----- 抜粋文 -----

「システムづくり」により教員の意識改革を実現

2018年7月からセルラー型iPad mini(以下、iPad)約500台を全学年に一斉導入し、1人1台のタブレット環境でのICT教育をスタートさせた、さとえ学園小学校。

このプロジェクトのリーダー的存在である山中昭岳氏は、公立小、国立小、私立小勤務を経て16年、同校に着任した。

「本校の児童は全員が中学受験を目指すこともあり、ICTを活用した『アダプティブラーニング』の実現が必要不可欠でした。着任後、1人1台端末の導入に向け校内でICT専門部会を立ち上げたのですが、もともと公立小教員だったこともあり、『“私立だからできる”のではなく、予算や運用面を含め日本の教育機関が当たり前に実現できるようなICT環境、公立校のモデルになるようなICT環境をつくろう』をビジョンに掲げました」

山中昭岳(やまなか・あきたか)
学校法人佐藤栄学園 さとえ学園小学校 科長補佐 カリキュラムマネージャー
1996年から教員になり、初任校・和歌山県新宮市(旧熊野川町)立熊野川小学校では、大自然の中、泥遊びや川遊びなど五感を用いた原体験教育を行う。その後、和歌山大学教育学部附属小学校、関西大学初等部勤務を経て2016年よりさとえ学園小学校教諭に。ICT教育、自然の中での体験型教育に力を注ぐ。20年より文部科学省のICT活用教育アドバイザーも務め、全国の学校や教育委員会などで講演・研修も行う。為田裕行著『一人1台のルール』(さくら社/制作協力:さとえ学園小学校)では、同校のレベルアップ型ルールやICT活用の取り組みが詳しく紹介されている
(撮影:風間仁一郎)

山中氏が最初に行ったのは、教職員によるICT専門部会のメンバー編成と、コミュニケーションツールの導入だ。

----- 記録一覧 -----

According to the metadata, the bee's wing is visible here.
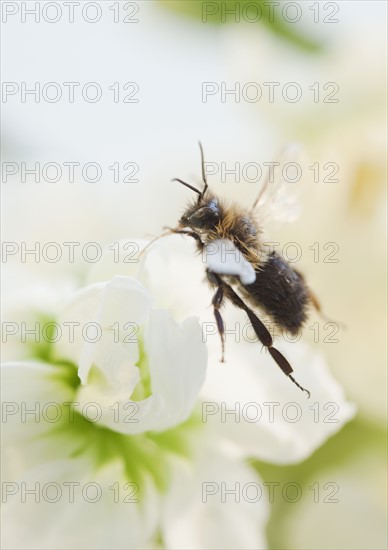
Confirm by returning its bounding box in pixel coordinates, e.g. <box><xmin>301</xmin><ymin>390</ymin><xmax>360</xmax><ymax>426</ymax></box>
<box><xmin>252</xmin><ymin>143</ymin><xmax>306</xmax><ymax>226</ymax></box>
<box><xmin>203</xmin><ymin>239</ymin><xmax>256</xmax><ymax>285</ymax></box>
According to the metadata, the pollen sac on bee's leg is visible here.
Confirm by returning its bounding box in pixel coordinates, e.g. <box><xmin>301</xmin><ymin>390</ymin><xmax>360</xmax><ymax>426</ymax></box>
<box><xmin>203</xmin><ymin>239</ymin><xmax>256</xmax><ymax>285</ymax></box>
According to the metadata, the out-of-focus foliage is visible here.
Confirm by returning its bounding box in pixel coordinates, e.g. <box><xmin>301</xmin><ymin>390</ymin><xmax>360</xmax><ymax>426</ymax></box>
<box><xmin>160</xmin><ymin>0</ymin><xmax>323</xmax><ymax>53</ymax></box>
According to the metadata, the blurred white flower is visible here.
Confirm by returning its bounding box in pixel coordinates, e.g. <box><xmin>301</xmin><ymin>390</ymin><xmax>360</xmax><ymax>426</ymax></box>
<box><xmin>2</xmin><ymin>242</ymin><xmax>354</xmax><ymax>550</ymax></box>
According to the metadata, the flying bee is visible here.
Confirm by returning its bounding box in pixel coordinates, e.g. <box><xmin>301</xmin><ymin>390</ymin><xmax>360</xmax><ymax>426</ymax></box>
<box><xmin>144</xmin><ymin>144</ymin><xmax>326</xmax><ymax>397</ymax></box>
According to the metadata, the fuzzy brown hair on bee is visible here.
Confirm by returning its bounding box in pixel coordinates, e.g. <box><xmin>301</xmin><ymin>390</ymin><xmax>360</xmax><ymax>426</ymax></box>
<box><xmin>161</xmin><ymin>144</ymin><xmax>320</xmax><ymax>397</ymax></box>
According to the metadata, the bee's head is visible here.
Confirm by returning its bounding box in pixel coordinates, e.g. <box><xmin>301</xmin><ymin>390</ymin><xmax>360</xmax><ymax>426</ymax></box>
<box><xmin>179</xmin><ymin>197</ymin><xmax>221</xmax><ymax>230</ymax></box>
<box><xmin>173</xmin><ymin>143</ymin><xmax>221</xmax><ymax>230</ymax></box>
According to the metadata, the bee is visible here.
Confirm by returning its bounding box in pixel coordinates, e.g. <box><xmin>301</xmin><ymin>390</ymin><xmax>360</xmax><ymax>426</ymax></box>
<box><xmin>150</xmin><ymin>143</ymin><xmax>326</xmax><ymax>397</ymax></box>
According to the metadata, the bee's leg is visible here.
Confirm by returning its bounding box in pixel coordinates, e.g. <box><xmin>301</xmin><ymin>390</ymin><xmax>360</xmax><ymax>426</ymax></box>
<box><xmin>206</xmin><ymin>270</ymin><xmax>225</xmax><ymax>363</ymax></box>
<box><xmin>214</xmin><ymin>274</ymin><xmax>310</xmax><ymax>397</ymax></box>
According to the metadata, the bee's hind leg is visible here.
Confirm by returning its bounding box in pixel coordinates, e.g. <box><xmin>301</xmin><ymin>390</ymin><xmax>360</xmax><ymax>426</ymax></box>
<box><xmin>212</xmin><ymin>273</ymin><xmax>310</xmax><ymax>397</ymax></box>
<box><xmin>206</xmin><ymin>269</ymin><xmax>225</xmax><ymax>363</ymax></box>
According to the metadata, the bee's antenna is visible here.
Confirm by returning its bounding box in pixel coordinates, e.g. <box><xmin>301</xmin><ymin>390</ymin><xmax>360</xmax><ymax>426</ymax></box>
<box><xmin>198</xmin><ymin>141</ymin><xmax>208</xmax><ymax>195</ymax></box>
<box><xmin>137</xmin><ymin>229</ymin><xmax>173</xmax><ymax>260</ymax></box>
<box><xmin>171</xmin><ymin>178</ymin><xmax>202</xmax><ymax>196</ymax></box>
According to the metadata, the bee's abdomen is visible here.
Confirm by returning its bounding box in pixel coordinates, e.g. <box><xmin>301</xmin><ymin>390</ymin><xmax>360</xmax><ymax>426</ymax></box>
<box><xmin>243</xmin><ymin>252</ymin><xmax>309</xmax><ymax>334</ymax></box>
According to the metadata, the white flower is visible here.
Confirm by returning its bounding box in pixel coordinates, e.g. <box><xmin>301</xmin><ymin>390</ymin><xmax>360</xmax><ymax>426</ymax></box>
<box><xmin>86</xmin><ymin>236</ymin><xmax>356</xmax><ymax>464</ymax></box>
<box><xmin>2</xmin><ymin>243</ymin><xmax>354</xmax><ymax>550</ymax></box>
<box><xmin>57</xmin><ymin>276</ymin><xmax>207</xmax><ymax>434</ymax></box>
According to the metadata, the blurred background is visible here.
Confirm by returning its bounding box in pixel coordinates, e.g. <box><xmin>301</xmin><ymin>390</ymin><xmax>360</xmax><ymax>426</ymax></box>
<box><xmin>2</xmin><ymin>0</ymin><xmax>387</xmax><ymax>549</ymax></box>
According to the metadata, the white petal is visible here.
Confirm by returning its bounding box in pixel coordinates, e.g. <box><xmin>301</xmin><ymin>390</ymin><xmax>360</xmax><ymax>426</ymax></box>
<box><xmin>203</xmin><ymin>342</ymin><xmax>355</xmax><ymax>464</ymax></box>
<box><xmin>76</xmin><ymin>310</ymin><xmax>207</xmax><ymax>434</ymax></box>
<box><xmin>146</xmin><ymin>310</ymin><xmax>207</xmax><ymax>429</ymax></box>
<box><xmin>3</xmin><ymin>458</ymin><xmax>159</xmax><ymax>550</ymax></box>
<box><xmin>162</xmin><ymin>453</ymin><xmax>269</xmax><ymax>550</ymax></box>
<box><xmin>57</xmin><ymin>276</ymin><xmax>151</xmax><ymax>383</ymax></box>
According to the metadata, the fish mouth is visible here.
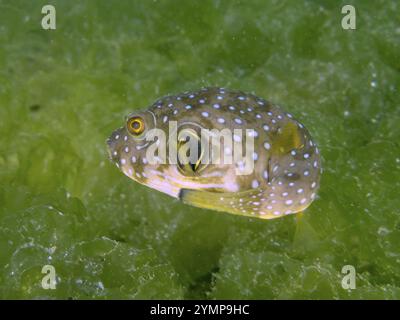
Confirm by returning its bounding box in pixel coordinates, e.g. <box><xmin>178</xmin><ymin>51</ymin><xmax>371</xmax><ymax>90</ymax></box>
<box><xmin>106</xmin><ymin>128</ymin><xmax>123</xmax><ymax>162</ymax></box>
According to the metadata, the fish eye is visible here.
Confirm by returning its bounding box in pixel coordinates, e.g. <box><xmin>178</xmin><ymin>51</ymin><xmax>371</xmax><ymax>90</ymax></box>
<box><xmin>126</xmin><ymin>116</ymin><xmax>144</xmax><ymax>136</ymax></box>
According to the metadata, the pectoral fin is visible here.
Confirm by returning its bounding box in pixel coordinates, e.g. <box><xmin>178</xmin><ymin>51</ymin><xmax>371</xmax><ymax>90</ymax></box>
<box><xmin>179</xmin><ymin>189</ymin><xmax>274</xmax><ymax>219</ymax></box>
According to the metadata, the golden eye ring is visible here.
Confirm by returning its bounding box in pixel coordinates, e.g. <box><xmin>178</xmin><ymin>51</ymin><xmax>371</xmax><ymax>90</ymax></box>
<box><xmin>126</xmin><ymin>116</ymin><xmax>144</xmax><ymax>136</ymax></box>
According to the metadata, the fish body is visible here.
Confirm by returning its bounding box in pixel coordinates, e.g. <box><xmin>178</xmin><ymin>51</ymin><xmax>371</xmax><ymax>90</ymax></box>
<box><xmin>107</xmin><ymin>88</ymin><xmax>321</xmax><ymax>219</ymax></box>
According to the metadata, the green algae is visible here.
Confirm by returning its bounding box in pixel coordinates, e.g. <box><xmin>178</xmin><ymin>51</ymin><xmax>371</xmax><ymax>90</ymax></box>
<box><xmin>0</xmin><ymin>0</ymin><xmax>400</xmax><ymax>299</ymax></box>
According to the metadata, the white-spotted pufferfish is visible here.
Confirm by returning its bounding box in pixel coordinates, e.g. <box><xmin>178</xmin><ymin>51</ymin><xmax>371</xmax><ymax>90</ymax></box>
<box><xmin>107</xmin><ymin>88</ymin><xmax>321</xmax><ymax>219</ymax></box>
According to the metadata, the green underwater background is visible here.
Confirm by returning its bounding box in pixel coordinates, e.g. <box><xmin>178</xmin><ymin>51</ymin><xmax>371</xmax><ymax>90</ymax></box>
<box><xmin>0</xmin><ymin>0</ymin><xmax>400</xmax><ymax>299</ymax></box>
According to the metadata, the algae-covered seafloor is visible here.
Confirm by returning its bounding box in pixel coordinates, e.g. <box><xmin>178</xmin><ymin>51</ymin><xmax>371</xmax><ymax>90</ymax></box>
<box><xmin>0</xmin><ymin>0</ymin><xmax>400</xmax><ymax>299</ymax></box>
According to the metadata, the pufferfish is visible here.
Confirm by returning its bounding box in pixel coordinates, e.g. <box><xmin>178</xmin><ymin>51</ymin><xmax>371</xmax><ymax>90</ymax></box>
<box><xmin>107</xmin><ymin>88</ymin><xmax>321</xmax><ymax>219</ymax></box>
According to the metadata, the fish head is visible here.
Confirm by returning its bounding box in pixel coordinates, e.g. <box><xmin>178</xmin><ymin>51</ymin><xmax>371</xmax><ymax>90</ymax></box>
<box><xmin>107</xmin><ymin>109</ymin><xmax>238</xmax><ymax>198</ymax></box>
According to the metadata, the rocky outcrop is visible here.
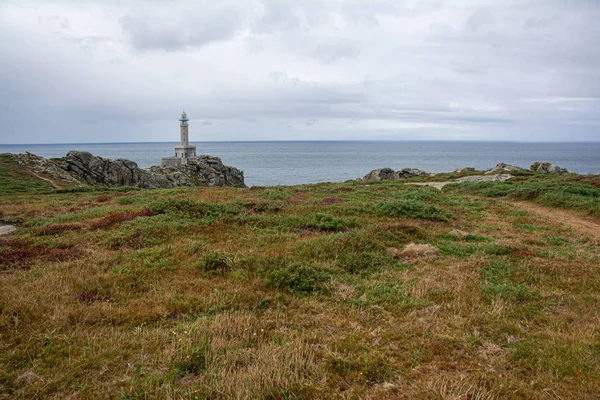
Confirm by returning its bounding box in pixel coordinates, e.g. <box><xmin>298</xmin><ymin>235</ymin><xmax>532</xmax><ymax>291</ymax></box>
<box><xmin>362</xmin><ymin>168</ymin><xmax>432</xmax><ymax>181</ymax></box>
<box><xmin>5</xmin><ymin>153</ymin><xmax>85</xmax><ymax>189</ymax></box>
<box><xmin>408</xmin><ymin>174</ymin><xmax>513</xmax><ymax>189</ymax></box>
<box><xmin>149</xmin><ymin>156</ymin><xmax>246</xmax><ymax>187</ymax></box>
<box><xmin>53</xmin><ymin>151</ymin><xmax>246</xmax><ymax>189</ymax></box>
<box><xmin>530</xmin><ymin>161</ymin><xmax>569</xmax><ymax>175</ymax></box>
<box><xmin>485</xmin><ymin>163</ymin><xmax>523</xmax><ymax>175</ymax></box>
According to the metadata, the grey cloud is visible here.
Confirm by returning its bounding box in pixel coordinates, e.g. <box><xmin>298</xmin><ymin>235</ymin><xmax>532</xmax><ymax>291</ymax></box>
<box><xmin>0</xmin><ymin>0</ymin><xmax>600</xmax><ymax>143</ymax></box>
<box><xmin>120</xmin><ymin>4</ymin><xmax>242</xmax><ymax>51</ymax></box>
<box><xmin>314</xmin><ymin>40</ymin><xmax>360</xmax><ymax>63</ymax></box>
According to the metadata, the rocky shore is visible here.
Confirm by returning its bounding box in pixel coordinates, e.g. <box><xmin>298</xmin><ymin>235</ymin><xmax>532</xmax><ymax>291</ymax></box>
<box><xmin>3</xmin><ymin>151</ymin><xmax>246</xmax><ymax>189</ymax></box>
<box><xmin>358</xmin><ymin>161</ymin><xmax>569</xmax><ymax>182</ymax></box>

-----

小問 1:
さとえ学園小学校のICT導入を扱う文章をもとに、次の問いに答えなさい。
(a) 2018年7月から全学年に一斉導入されたiPad miniはおよそ何台か。
(b) 山中昭岳氏がさとえ学園小学校の教諭になったのは何年からか。
(c) 山中氏の初任校はどこか。
小問 2: さとえ学園小学校のICT導入を扱う文章を、最後の文の次から書き継いで延ばしなさい。
記録は、さとえ学園小学校のICT導入を扱う文章とは別個の資料である。

解答例 1:
(a) 約500台
(b) 2016年
(c) 和歌山県新宮市(旧熊野川町)立熊野川小学校

解答例 2:
「ICT専門部会のメンバーは8名で構成しました。私も公立校時代に経験があるのですが、多くの公立小では、ICT担当教員は1、2名で負担が大きいものです。チームとして“ゼロイチ”を実現するためには、少人数よりもある程度の人数が必要であると考えました。メンバー構成については『ICTに長けている』というよりは、『コミュニケーション能力が高い』『反対意見をしっかり述べてくれる』などに加え、ベテランの先生で『ICTを使わなくても充実した授業ができる』というような、当時はICTに懐疑的だった先生にも入っていただくなど“多様性”を重視しました」

教職員全員の情報共有ツールとして「Slack」を導入。業務に加えささいな日常会話なども共有することで心理的な安心感を保ちながら、端末やシステムの検討、職員研修など、準備を進めていったという。

「周りの先生たちに『自ら意識を改革して進めてください』と、ただ声をかけるのではなく、教職員がつねに端末を使う機会をつくり、全員で同じ情報を共有しながらいつでも誰にでも聞けるシステムをつくることで意識を改革し、“チーム”として動き出すことができました」

「iPadは賢くなるための道具だ!」

「ICT教育を推進するためには、1人1台端末導入の具体的なビジョンを学校や地域などで明確化することが大切です」と言う山中氏。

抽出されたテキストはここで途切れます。